-- Start SUPPLIED PASSAGE --

ANOVA for Two-Way Factorial design
In the one-way between-subjects design, the total variability of response scores can be composed as two parts: one caused by the treatment effect and the other caused by the error. That is, \(SST=SS_{treat}+SS_{error}\). Similarly, in the two-way between-subjects design, the total variability of response scores can be decomposed as two parts as well, one for the treatment effect and the other for the error. However, the part of the treatment effect now has three sources: factor A, factor B, and the interaction effect between A and B. That is, \(SST=SS_A+SS_B+SS_{AB}+SS_{error}\).
Therefore, the omnibus \(F\) test for a two-way factorial design is used to test the three main effects. The scientific hypotheses are as follows. Following the same logic behind the one-way between-subjects ANOVA, each main effect is tested by comparing the mean square of the variation on response scores caused by it and the mean square of error with \(F\) test.
\[\begin{align*} H_1:& \tau_A \neq 0\\ H_1:& \tau_B \neq 0\\ H_1:& \tau_{AB} \neq 0 \end{align*}\]The mean square of error is the estimate of population variance \(\sigma_\epsilon\), which is computed as \(\frac{\sum\sum\sum(x_ijk-x_.jk)^2}{jk(n-1)}\), where \(jk(n-1)\) is the df. When \(H_o\) is correct, the population variance can be estimated by the variance of the means of factor A multiplied with sample size \(n\), \(\frac{n\sum(\bar{x}_{.j.}-\bar{x}_{...})^2}{(j-1)}\). Thus, the df of factor A is \(j-1\). Likewise, the population variance can also be estimated by the variance of the means of factor B multipled with \(n\), the df of factor B \(\frac{n\sum(\bar{x}_{..k}-\bar{x}_{...})^2}{(k-1)}\). The df of factor B is \(k-1\). Also, the effect of the interaction between the two factors is multipled with \(n\) as the estimate of the population variance, \(\frac{\sum\sum(\bar{x}_{.jk}-\bar{x}_{...})^2}{(j-1)(k-1)}\). Thus, the df of the interaction effect is \((j-1)(k-1)\). What is described above can be summarized as the below equations, where \(\theta^2\) is the variance of the effect \(\tau\).

-- End SUPPLIED PASSAGE --
-- Start RECORDS TO PROCESS --

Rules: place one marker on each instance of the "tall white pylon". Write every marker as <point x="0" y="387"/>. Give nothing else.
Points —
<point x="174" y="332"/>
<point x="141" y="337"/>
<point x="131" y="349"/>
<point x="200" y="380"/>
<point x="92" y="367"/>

-- End RECORDS TO PROCESS --

▶ TASK REQUIREMENTS
1. Condense the paragraph of the two-way ANOVA passage that begins "In the one-way between-subjects design" into a short bulleted list that keeps its main facts.
2. Reproduce every one of the rows above, character for character and in the same order.

▶ WORKED ANSWERS
1.
- One-way between-subjects design: total variability of response scores splits into a treatment-effect part and an error part, \(SST=SS_{treat}+SS_{error}\).
- Two-way between-subjects design: total variability likewise splits into a treatment-effect part and an error part.
- The treatment part now has three sources: factor A, factor B, and the A×B interaction, so \(SST=SS_A+SS_B+SS_{AB}+SS_{error}\).

2.
Rules: place one marker on each instance of the "tall white pylon". Write every marker as <point x="0" y="387"/>. Give nothing else.
Points —
<point x="174" y="332"/>
<point x="141" y="337"/>
<point x="131" y="349"/>
<point x="200" y="380"/>
<point x="92" y="367"/>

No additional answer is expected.